* **Vorliegender Textauszug**
>>>>>

Selbstverständlich füreinander dasein

Der Ausgangspunkt christlichen Lebens und christlicher Ethik ist nicht die Hoffnung auf Lohn, sondern das selbstverständliche Arbeiten aus der Gottes- und Christusbeziehung heraus

Predigttext: Lukas 17,7-10
Kirche / Ort: Karlsruhe
Datum: 20.02.2011
Kirchenjahr: Septuagesimae (70 Tage vor Ostern)
Autor/in: Kirchenrat Heinz Janssen

Predigttext: Lukas 17,7-10 (Übersetzung nach Martin Luther, Revision 1984)

<<<<<

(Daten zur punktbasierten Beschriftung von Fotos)
>>>>>

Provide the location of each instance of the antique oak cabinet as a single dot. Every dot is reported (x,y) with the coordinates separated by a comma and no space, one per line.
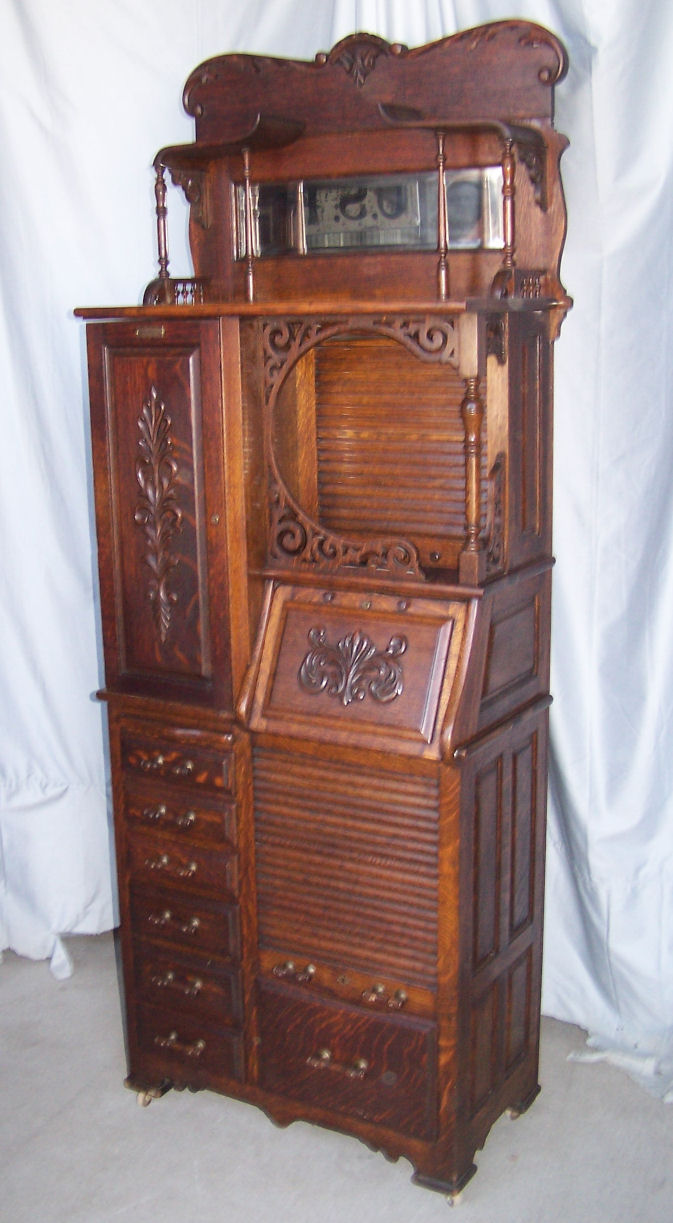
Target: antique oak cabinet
(322,476)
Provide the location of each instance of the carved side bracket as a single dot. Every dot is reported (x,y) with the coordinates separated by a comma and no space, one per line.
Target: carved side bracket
(157,510)
(196,193)
(496,515)
(295,538)
(353,668)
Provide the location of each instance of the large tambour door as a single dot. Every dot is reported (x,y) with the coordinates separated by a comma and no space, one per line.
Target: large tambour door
(159,488)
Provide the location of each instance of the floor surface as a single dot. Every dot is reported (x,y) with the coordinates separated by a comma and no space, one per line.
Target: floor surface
(76,1149)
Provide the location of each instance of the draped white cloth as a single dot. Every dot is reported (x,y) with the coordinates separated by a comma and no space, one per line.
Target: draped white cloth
(89,89)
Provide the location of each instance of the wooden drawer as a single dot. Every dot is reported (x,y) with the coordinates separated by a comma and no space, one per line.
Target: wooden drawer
(167,810)
(185,1049)
(164,860)
(187,922)
(189,985)
(348,1060)
(201,767)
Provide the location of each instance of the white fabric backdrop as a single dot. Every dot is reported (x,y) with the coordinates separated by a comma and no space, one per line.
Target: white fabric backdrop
(89,89)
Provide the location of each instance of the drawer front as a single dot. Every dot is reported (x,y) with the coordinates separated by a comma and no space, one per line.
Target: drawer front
(171,760)
(187,1051)
(187,922)
(157,860)
(346,1060)
(190,986)
(167,810)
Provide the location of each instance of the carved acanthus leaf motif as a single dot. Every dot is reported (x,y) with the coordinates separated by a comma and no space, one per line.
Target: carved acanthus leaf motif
(428,338)
(357,55)
(353,668)
(157,510)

<<<<<

* **Zu bearbeitende Aufgaben**
[1] Schreiben Sie aus dem Textauszug zur Predigt über Lukas 17,7-10 den Abschnitt wortgetreu ab, beginnend bei den Worten „Selbstverständlich füreinander dasein“ und endend nach „Tage vor Ostern)“.
[2] Beantworten Sie anhand des Textauszugs zur Predigt über Lukas 17,7-10 die folgenden Fragen:
(a) An welchem Datum wurde die Predigt gehalten?
(b) Welcher Ort ist als Kirche bzw. Ort angegeben?
(c) Nach welcher Übersetzung wird der Predigttext wiedergegeben?

* **Lösungen**
[1]
Selbstverständlich füreinander dasein

Der Ausgangspunkt christlichen Lebens und christlicher Ethik ist nicht die Hoffnung auf Lohn, sondern das selbstverständliche Arbeiten aus der Gottes- und Christusbeziehung heraus

Predigttext: Lukas 17,7-10
Kirche / Ort: Karlsruhe
Datum: 20.02.2011
Kirchenjahr: Septuagesimae (70 Tage vor Ostern)

[2]
(a) Am 20.02.2011.
(b) Karlsruhe.
(c) Nach der Übersetzung von Martin Luther, Revision 1984.